Dataset excerpts on object pointing:

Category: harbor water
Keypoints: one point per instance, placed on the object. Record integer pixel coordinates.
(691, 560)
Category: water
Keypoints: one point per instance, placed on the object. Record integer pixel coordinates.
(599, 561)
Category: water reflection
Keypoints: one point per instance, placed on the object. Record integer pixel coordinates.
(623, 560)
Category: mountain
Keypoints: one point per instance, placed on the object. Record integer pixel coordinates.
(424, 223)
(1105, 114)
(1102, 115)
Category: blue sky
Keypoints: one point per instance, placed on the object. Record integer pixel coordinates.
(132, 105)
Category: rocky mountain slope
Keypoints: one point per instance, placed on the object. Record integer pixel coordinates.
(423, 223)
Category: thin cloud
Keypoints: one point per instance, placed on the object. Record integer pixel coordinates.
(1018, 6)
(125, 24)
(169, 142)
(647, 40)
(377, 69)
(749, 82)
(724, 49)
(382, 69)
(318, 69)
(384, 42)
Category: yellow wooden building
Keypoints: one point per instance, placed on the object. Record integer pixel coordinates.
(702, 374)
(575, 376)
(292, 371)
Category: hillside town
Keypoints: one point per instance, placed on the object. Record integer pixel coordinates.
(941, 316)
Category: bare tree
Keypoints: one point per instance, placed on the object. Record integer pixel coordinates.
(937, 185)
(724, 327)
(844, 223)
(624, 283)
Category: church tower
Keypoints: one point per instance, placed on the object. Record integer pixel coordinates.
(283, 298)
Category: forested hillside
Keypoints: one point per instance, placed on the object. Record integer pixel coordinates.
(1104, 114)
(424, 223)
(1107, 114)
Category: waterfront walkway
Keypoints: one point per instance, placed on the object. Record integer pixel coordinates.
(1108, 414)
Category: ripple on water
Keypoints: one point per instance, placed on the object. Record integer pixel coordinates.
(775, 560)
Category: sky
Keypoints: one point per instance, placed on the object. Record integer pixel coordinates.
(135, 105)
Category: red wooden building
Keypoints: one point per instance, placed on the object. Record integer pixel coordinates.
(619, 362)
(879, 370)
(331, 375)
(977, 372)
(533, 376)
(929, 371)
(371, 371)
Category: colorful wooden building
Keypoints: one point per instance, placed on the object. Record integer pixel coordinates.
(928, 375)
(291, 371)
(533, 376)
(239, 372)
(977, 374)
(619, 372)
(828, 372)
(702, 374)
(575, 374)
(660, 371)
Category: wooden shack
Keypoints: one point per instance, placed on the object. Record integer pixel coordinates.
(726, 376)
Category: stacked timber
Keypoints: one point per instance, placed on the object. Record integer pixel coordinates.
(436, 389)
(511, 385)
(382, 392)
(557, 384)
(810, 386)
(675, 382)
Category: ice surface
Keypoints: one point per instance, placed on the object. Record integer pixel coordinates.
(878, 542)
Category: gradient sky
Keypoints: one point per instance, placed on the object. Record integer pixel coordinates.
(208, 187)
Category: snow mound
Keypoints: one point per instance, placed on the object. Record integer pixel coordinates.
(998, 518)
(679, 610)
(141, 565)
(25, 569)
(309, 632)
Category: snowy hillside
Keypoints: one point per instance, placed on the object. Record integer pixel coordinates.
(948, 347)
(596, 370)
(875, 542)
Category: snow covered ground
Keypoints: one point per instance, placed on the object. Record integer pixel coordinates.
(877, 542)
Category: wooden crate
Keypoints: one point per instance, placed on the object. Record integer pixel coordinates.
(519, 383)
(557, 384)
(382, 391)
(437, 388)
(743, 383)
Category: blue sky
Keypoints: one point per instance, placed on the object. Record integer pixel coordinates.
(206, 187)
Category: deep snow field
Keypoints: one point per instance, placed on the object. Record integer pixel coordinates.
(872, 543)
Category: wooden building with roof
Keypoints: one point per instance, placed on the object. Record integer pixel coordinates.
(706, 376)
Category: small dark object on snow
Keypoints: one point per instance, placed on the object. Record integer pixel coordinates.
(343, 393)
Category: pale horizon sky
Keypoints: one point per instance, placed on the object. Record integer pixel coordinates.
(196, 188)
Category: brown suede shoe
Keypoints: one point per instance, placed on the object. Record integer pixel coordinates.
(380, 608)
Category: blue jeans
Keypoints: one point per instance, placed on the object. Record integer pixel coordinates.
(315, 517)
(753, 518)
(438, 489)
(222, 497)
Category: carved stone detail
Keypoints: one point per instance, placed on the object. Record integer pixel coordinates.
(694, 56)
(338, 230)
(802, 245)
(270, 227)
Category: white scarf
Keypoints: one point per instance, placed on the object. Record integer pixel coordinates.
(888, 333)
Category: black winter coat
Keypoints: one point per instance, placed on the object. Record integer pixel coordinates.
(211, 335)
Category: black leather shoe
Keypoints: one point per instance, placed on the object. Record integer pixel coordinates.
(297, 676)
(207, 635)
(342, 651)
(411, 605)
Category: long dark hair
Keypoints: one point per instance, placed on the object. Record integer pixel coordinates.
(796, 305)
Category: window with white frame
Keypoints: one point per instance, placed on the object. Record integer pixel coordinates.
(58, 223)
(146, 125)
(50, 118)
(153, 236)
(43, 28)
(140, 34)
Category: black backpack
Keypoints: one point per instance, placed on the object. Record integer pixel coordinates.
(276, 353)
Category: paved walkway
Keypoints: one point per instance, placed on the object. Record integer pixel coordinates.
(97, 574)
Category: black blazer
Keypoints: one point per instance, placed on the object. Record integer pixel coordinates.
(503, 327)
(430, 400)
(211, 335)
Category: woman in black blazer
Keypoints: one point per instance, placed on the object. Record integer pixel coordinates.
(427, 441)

Exercise directions.
Would you give the material above again, complete and exact?

Task solution.
Category: harbor water
Keypoints: one point per instance, placed on the object. Record integer pixel coordinates.
(691, 560)
Category: water
Keypoints: one point per instance, placed on the object. Record integer pixel coordinates.
(599, 561)
Category: water reflection
Keypoints: one point per instance, placed on the object. Record integer pixel coordinates.
(623, 560)
Category: mountain
Keypoints: one point per instance, placed on the object. Record integer pixel coordinates.
(424, 223)
(1105, 114)
(1102, 115)
Category: blue sky
Keypoints: one point per instance, placed on the object. Record integer pixel coordinates.
(132, 105)
Category: rocky mountain slope
Keypoints: one point per instance, placed on the object. Record integer pixel coordinates.
(423, 223)
Category: thin cloud
Keypoints: one point per instance, placed on the object. Record integer pixel coordinates.
(1018, 6)
(125, 24)
(169, 142)
(647, 40)
(377, 69)
(749, 82)
(724, 49)
(382, 69)
(318, 69)
(384, 42)
Category: yellow wooden building
Keypoints: one point per instance, placed on the object. Record integer pixel coordinates.
(702, 374)
(575, 376)
(292, 371)
Category: hillside town
Keypoints: one point per instance, placed on the object. Record integer pixel coordinates.
(941, 316)
Category: bare tree
Keypoints: one point per instance, placed on the object. Record integer pixel coordinates.
(937, 185)
(724, 327)
(844, 223)
(624, 283)
Category: church tower
Keypoints: one point per instance, placed on the object. Record integer pixel coordinates.
(283, 298)
Category: forested hillside
Keypoints: one point per instance, placed on the object. Record integer pixel coordinates.
(1104, 114)
(424, 223)
(1107, 114)
Category: waterfront walkway
Keypoints: one point per instance, placed on the object. Record integer pixel coordinates.
(1108, 414)
Category: ripple on water
Keypoints: one point per instance, placed on the object. Record integer pixel coordinates.
(775, 560)
Category: sky
Keypoints: one point per instance, placed on the object. Record integer pixel coordinates.
(135, 105)
Category: red wooden building
Keypoints: one point per instance, placed on the object. Record integer pixel coordinates.
(619, 362)
(879, 370)
(331, 375)
(977, 372)
(533, 376)
(929, 371)
(371, 371)
Category: colorful wooden building
Keypoints: one point per instance, placed on the object. Record integer pixel coordinates.
(928, 375)
(291, 371)
(533, 376)
(239, 372)
(977, 374)
(619, 372)
(828, 372)
(702, 374)
(575, 374)
(660, 371)
Category: wooden shack
Keypoints: one point per instance, placed on the object. Record integer pixel coordinates.
(726, 376)
Category: stacked timber
Keypoints: one point per instance, placed on the object. Record integer pixel coordinates.
(436, 389)
(511, 385)
(382, 392)
(557, 384)
(810, 386)
(675, 382)
Category: ice surface
Keypoints: one point per instance, placed on the object. Record integer pixel coordinates.
(878, 542)
Category: gradient sky
Keypoints: one point per instance, placed on the object. Record integer pixel coordinates.
(208, 187)
Category: snow mound
Keypoints: one point per instance, placed on the object. Record integer pixel coordinates.
(998, 518)
(679, 610)
(141, 565)
(25, 569)
(309, 632)
Category: snowy hillside
Keypoints: one point per instance, placed on the object. Record integer pixel coordinates.
(948, 347)
(596, 370)
(875, 542)
Category: snow covered ground
Keypoints: one point per instance, placed on the object. Record integer pixel coordinates.
(877, 542)
Category: wooden crate
Keypoints: one point per instance, placed on the object. Record integer pixel coordinates.
(519, 383)
(557, 384)
(382, 391)
(437, 388)
(743, 383)
Category: blue sky
Keypoints: one point per instance, placed on the object. Record integer pixel coordinates.
(206, 187)
Category: deep snow field
Keypoints: one point per instance, placed on the object. Record integer pixel coordinates.
(872, 543)
Category: wooden building with roof
Keypoints: one point per instance, placed on the object. Record integer pixel coordinates.
(706, 376)
Category: small dark object on snow
Keypoints: one point per instance, placed on the object. Record integer pixel coordinates.
(343, 393)
Category: pale horizon sky
Keypoints: one point per instance, placed on the object. Record integer pixel coordinates.
(196, 188)
Category: brown suede shoe
Keypoints: one point per instance, placed on the object. Record integer pixel coordinates.
(380, 608)
Category: blue jeans
Keypoints: one point per instance, placed on the object. Record integer pixel coordinates.
(315, 517)
(753, 518)
(438, 489)
(222, 497)
Category: carved stone detail
Keypoints: one point per instance, placed on the object. Record integer pixel coordinates.
(694, 56)
(338, 230)
(802, 245)
(270, 227)
Category: white scarf
Keypoints: one point per instance, placed on the object. Record integer pixel coordinates.
(888, 333)
Category: black winter coat
Keypoints: one point per instance, placed on the object. Record integer pixel coordinates.
(211, 335)
Category: black leather shoe
Keypoints: one point per instance, placed on the object. Record integer pixel coordinates.
(297, 676)
(207, 635)
(342, 651)
(411, 605)
Category: long dark hair
Keypoints: one point per instance, placed on the object. Record integer pixel coordinates.
(796, 305)
Category: window with white frame
Keypoints: one point per instance, placed on the object. Record integer pixel coordinates.
(58, 223)
(146, 125)
(50, 118)
(153, 236)
(43, 28)
(140, 34)
Category: black backpack
Keypoints: one point per instance, placed on the object. Record integer pixel coordinates.
(276, 353)
Category: paved walkway
Keypoints: one point per instance, placed on the object. Record integer pixel coordinates.
(97, 574)
Category: black blazer
Keypoints: one point per instance, placed on the object. Record integer pixel coordinates.
(503, 327)
(430, 400)
(211, 335)
Category: woman in black blazer
Keypoints: one point per instance, placed on the object. Record integer pixel coordinates.
(427, 441)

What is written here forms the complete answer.